• Goal: Repeat the lines beginning at the one with "Where can you see the green cutting" and running to the end of the material, keeping the first and last of them, exactly as they appear.

Start of Dataset content

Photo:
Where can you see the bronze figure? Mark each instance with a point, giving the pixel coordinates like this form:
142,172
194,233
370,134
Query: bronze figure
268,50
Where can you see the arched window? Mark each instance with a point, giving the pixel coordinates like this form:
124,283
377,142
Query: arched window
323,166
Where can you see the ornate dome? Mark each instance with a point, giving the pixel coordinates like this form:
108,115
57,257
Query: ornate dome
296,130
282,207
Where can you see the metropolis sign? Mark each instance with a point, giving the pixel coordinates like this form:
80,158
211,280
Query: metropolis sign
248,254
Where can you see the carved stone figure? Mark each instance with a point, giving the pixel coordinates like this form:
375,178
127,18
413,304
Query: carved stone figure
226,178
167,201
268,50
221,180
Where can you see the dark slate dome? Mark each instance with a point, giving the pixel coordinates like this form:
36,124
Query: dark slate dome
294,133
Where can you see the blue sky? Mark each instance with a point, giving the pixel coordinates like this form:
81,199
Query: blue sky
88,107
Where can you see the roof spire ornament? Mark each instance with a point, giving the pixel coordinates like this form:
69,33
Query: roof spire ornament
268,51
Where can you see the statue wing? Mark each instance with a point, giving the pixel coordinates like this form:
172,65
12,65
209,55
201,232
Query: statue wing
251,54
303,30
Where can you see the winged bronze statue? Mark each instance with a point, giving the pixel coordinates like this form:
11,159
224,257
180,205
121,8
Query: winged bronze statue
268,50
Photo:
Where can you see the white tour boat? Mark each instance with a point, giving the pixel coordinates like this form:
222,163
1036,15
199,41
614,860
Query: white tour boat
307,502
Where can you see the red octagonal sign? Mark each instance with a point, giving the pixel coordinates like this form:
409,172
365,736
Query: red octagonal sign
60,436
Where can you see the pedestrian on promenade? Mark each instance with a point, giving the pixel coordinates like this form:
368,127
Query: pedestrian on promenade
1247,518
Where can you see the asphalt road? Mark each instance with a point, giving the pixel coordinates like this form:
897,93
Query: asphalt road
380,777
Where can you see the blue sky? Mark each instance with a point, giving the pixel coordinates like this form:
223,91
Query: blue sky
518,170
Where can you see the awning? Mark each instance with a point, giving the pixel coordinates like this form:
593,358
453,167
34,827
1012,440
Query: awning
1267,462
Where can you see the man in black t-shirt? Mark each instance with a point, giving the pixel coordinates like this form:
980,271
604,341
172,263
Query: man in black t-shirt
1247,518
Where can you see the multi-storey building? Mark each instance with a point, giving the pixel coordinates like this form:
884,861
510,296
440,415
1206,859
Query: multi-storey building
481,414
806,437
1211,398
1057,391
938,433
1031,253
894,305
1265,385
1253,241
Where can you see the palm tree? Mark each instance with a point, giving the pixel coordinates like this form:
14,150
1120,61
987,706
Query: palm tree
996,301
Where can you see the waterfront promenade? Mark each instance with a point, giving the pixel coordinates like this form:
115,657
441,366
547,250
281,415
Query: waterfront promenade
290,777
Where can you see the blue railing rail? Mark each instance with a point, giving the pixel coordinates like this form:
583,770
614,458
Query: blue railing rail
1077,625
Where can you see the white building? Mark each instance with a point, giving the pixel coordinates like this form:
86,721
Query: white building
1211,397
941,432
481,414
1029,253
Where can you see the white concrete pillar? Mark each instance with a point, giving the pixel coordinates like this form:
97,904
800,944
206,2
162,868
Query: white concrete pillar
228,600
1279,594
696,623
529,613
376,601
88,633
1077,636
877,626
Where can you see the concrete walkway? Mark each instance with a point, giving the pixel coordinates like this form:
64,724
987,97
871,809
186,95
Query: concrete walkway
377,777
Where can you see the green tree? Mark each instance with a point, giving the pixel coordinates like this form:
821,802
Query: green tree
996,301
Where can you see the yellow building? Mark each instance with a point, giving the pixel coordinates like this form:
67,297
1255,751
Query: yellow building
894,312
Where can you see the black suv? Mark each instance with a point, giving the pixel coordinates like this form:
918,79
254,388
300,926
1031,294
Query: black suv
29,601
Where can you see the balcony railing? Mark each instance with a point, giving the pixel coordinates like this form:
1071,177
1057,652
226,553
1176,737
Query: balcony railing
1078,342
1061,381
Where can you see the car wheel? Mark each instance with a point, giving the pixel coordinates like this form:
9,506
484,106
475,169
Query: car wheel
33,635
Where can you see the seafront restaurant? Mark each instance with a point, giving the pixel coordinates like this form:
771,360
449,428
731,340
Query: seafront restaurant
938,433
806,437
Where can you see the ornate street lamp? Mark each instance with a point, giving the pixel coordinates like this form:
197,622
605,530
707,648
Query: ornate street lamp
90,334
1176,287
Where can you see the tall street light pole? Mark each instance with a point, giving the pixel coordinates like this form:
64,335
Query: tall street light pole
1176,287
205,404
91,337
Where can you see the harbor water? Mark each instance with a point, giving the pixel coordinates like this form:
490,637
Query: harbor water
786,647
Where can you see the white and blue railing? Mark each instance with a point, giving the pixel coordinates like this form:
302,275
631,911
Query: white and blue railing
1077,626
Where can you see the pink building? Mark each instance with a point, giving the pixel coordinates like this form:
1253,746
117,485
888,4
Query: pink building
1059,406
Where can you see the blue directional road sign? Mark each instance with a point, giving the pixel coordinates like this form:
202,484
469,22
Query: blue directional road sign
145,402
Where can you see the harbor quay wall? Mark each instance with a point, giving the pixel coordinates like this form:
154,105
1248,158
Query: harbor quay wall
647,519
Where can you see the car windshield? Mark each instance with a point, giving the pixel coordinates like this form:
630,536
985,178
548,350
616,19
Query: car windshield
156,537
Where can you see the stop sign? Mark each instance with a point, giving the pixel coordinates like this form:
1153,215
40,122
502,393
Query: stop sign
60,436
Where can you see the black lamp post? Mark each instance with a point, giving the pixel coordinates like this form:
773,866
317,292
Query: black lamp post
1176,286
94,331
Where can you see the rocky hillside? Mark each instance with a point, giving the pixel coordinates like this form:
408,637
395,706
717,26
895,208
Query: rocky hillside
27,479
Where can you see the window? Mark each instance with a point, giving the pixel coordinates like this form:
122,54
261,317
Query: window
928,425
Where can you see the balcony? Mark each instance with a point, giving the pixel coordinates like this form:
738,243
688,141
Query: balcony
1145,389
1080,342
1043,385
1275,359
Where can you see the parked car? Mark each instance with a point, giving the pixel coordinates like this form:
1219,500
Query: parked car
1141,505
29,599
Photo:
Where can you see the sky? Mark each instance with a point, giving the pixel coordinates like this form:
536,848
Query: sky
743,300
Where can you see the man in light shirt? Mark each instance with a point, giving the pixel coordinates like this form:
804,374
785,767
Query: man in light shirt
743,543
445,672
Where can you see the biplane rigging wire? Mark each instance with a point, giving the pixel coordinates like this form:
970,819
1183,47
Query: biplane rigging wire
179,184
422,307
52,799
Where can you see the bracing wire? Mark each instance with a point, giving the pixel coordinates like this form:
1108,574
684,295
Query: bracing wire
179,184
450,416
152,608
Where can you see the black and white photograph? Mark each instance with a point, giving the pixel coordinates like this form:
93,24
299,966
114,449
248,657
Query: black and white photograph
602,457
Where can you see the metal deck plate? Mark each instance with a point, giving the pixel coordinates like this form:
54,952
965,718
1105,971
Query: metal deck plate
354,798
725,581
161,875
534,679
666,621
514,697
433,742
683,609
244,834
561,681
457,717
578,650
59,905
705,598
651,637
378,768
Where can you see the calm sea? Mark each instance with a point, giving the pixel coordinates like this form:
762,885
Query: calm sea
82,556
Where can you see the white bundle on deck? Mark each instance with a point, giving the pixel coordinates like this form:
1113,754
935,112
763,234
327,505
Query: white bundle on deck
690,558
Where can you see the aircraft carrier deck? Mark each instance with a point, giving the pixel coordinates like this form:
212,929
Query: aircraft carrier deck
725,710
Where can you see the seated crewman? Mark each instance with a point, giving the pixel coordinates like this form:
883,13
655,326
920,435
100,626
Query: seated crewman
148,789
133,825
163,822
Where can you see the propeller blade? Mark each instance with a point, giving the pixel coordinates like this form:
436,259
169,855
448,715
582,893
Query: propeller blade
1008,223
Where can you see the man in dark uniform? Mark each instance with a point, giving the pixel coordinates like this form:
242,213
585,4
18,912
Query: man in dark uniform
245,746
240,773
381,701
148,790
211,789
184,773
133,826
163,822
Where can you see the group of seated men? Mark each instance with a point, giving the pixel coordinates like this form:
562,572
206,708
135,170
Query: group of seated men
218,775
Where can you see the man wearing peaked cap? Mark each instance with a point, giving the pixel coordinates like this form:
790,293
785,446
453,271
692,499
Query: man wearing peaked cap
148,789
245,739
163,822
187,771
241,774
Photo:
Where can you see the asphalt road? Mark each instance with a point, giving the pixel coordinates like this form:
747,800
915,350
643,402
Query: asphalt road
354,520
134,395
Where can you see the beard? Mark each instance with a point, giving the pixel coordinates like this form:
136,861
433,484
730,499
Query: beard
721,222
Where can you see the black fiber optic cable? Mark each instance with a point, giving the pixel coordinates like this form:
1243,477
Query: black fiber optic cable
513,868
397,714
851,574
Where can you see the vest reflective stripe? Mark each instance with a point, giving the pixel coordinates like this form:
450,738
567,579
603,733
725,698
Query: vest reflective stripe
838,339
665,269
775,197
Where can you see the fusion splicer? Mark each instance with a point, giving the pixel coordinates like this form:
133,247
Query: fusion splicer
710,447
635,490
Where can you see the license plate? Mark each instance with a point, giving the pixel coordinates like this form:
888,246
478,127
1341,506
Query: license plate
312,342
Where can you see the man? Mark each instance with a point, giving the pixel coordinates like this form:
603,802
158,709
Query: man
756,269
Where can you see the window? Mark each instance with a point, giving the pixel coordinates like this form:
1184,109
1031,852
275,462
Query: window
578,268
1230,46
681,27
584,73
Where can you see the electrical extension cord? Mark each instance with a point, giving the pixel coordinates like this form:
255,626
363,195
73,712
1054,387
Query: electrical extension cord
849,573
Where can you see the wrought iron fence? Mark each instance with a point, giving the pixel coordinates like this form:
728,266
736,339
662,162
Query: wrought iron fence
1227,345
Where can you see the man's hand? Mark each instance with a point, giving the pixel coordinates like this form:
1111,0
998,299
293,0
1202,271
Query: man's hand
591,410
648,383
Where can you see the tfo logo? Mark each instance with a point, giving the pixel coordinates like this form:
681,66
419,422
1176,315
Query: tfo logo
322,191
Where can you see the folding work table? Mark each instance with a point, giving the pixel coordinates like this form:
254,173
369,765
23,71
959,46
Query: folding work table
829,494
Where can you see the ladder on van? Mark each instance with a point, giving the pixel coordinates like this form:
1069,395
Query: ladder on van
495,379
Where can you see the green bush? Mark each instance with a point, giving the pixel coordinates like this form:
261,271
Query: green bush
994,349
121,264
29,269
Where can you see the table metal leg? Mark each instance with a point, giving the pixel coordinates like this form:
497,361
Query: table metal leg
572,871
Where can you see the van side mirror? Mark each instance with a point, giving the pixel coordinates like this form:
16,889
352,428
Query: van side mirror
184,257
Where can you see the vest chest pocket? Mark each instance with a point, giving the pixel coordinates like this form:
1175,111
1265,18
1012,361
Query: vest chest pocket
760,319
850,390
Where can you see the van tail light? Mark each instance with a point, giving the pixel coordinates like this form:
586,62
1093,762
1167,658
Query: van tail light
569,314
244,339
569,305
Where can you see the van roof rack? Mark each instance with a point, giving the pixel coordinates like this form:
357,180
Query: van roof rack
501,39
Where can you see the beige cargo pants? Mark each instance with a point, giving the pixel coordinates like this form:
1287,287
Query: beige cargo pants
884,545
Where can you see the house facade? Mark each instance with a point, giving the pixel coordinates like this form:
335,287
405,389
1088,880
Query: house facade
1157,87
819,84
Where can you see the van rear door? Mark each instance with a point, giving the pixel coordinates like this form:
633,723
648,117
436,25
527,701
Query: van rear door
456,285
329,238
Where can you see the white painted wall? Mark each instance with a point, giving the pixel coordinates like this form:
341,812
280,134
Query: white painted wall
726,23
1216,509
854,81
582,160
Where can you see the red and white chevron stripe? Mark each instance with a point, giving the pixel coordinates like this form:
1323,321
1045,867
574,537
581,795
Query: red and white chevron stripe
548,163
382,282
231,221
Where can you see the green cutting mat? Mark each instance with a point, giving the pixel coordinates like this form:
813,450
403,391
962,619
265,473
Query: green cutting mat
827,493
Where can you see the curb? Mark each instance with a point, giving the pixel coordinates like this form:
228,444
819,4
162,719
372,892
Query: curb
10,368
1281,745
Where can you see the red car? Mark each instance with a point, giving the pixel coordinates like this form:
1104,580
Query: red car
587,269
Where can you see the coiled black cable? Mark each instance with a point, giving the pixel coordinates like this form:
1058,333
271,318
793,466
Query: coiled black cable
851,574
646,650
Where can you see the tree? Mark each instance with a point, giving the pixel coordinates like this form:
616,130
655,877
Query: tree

End of Dataset content

• Reply:
Where can you see the green cutting mat? Mark each instance with a point, giving the pixel coordinates like this form:
813,450
403,391
962,619
265,473
Query: green cutting mat
827,493
Where can you see the curb? Mark each instance with a point, giving the pixel coordinates like this form:
228,444
819,4
162,719
372,892
Query: curb
10,368
1281,745
Where can you see the red car? Mark each instance with a point, giving the pixel coordinates like this form:
1104,580
Query: red car
587,269
Where can you see the coiled black cable? Mark each instance with a point, giving the pixel coordinates like this form:
1058,333
271,318
793,466
Query: coiled black cable
851,574
646,650
Where can you see the tree? Mark each instance with a point, giving the pixel coordinates like this form:
616,130
655,877
Query: tree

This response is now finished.